*EXERCISE BRIEF*
Return each record shown below exactly, with none omitted.

[MATERIAL TO PROCESS — start]

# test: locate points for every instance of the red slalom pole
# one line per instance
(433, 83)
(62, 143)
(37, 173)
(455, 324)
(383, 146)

[MATERIAL TO PROCESS — finish]

*OUTPUT*
# test: locate points for every instance of the red slalom pole
# one line per instance
(433, 83)
(62, 143)
(37, 173)
(455, 324)
(383, 146)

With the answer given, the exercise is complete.